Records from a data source
• • • •

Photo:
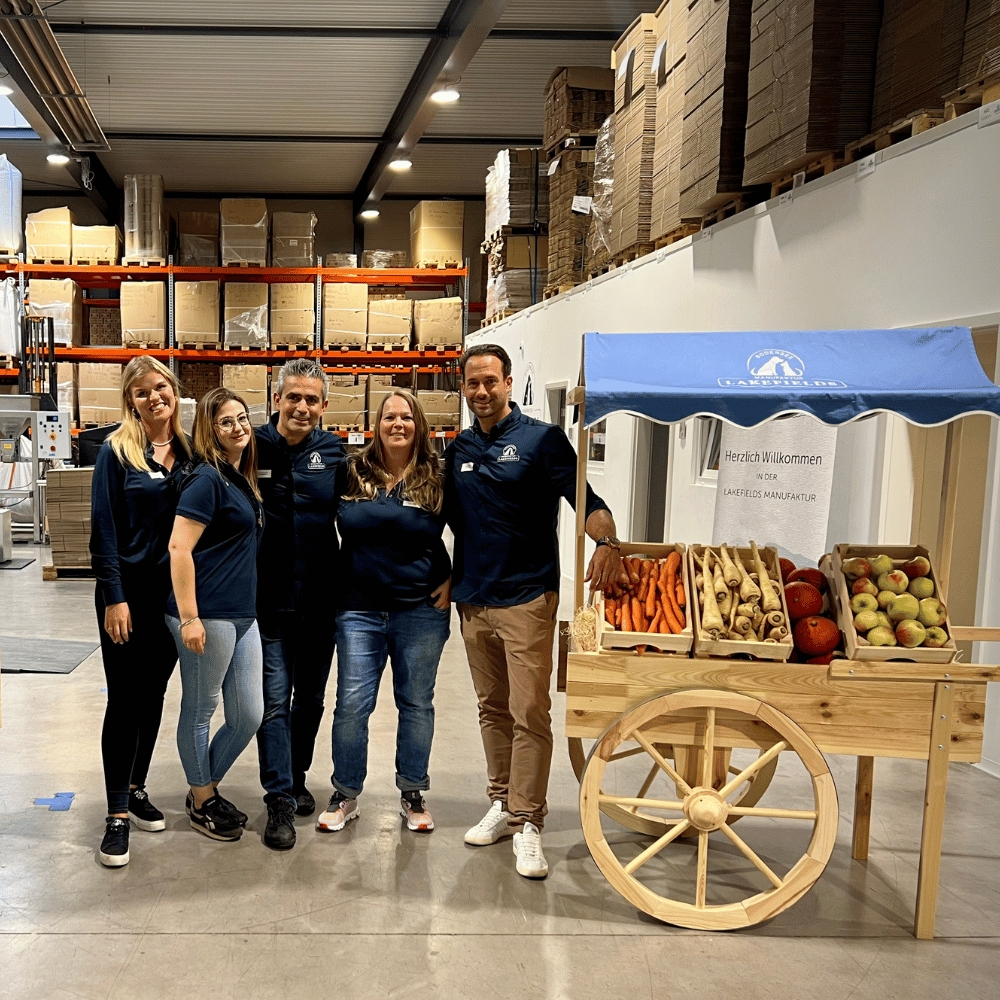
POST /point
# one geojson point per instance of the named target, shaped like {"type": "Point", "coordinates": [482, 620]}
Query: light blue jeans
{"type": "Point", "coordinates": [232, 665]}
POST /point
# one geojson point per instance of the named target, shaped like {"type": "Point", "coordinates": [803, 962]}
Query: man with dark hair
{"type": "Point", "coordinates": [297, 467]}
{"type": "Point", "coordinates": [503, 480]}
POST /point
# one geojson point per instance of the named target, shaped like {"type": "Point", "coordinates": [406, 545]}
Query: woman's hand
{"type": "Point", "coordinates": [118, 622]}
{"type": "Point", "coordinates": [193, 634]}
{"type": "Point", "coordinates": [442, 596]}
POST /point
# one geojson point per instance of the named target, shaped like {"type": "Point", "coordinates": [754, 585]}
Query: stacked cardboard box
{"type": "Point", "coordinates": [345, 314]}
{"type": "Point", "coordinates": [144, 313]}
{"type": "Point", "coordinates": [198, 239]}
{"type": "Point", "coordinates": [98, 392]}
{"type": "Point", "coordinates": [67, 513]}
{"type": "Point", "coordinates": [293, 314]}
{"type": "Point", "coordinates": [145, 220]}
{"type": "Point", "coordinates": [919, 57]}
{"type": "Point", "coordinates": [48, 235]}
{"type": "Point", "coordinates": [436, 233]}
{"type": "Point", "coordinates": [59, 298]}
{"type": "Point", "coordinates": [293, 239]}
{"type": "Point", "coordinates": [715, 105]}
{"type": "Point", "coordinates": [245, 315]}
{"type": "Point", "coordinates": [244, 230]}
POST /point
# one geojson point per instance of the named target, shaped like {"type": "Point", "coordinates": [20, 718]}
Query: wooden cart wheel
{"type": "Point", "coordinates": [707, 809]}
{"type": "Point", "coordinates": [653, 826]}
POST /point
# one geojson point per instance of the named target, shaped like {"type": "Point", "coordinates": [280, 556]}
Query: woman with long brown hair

• • • •

(Problem details) Go through the data above and transcribe it in full, omitting any image.

(Result for this task)
Photo:
POST /point
# one geojson point per instance of the named target, shaped like {"type": "Point", "coordinates": [482, 620]}
Query: light blue jeans
{"type": "Point", "coordinates": [232, 665]}
POST /point
# one geojson point per instance of the named target, shaped like {"type": "Point", "coordinates": [803, 962]}
Query: man with dark hair
{"type": "Point", "coordinates": [297, 467]}
{"type": "Point", "coordinates": [503, 480]}
POST /point
# one geojson point per instance of the named target, shaped like {"type": "Point", "coordinates": [406, 545]}
Query: woman's hand
{"type": "Point", "coordinates": [118, 622]}
{"type": "Point", "coordinates": [193, 634]}
{"type": "Point", "coordinates": [442, 596]}
POST /point
# one geojson point per instance of the named target, shaped like {"type": "Point", "coordinates": [754, 585]}
Query: stacked cardboard box
{"type": "Point", "coordinates": [345, 314]}
{"type": "Point", "coordinates": [144, 313]}
{"type": "Point", "coordinates": [198, 239]}
{"type": "Point", "coordinates": [98, 392]}
{"type": "Point", "coordinates": [67, 513]}
{"type": "Point", "coordinates": [293, 314]}
{"type": "Point", "coordinates": [145, 220]}
{"type": "Point", "coordinates": [919, 57]}
{"type": "Point", "coordinates": [48, 235]}
{"type": "Point", "coordinates": [436, 233]}
{"type": "Point", "coordinates": [59, 298]}
{"type": "Point", "coordinates": [293, 239]}
{"type": "Point", "coordinates": [715, 105]}
{"type": "Point", "coordinates": [245, 315]}
{"type": "Point", "coordinates": [244, 230]}
POST /point
# one geojson point per instance of the named target, shaped like {"type": "Point", "coordinates": [20, 718]}
Query: wooden cart wheel
{"type": "Point", "coordinates": [707, 809]}
{"type": "Point", "coordinates": [653, 826]}
POST /point
# one geojson point per instance of the named target, shaped like {"type": "Point", "coordinates": [280, 556]}
Query: woman with long brown hair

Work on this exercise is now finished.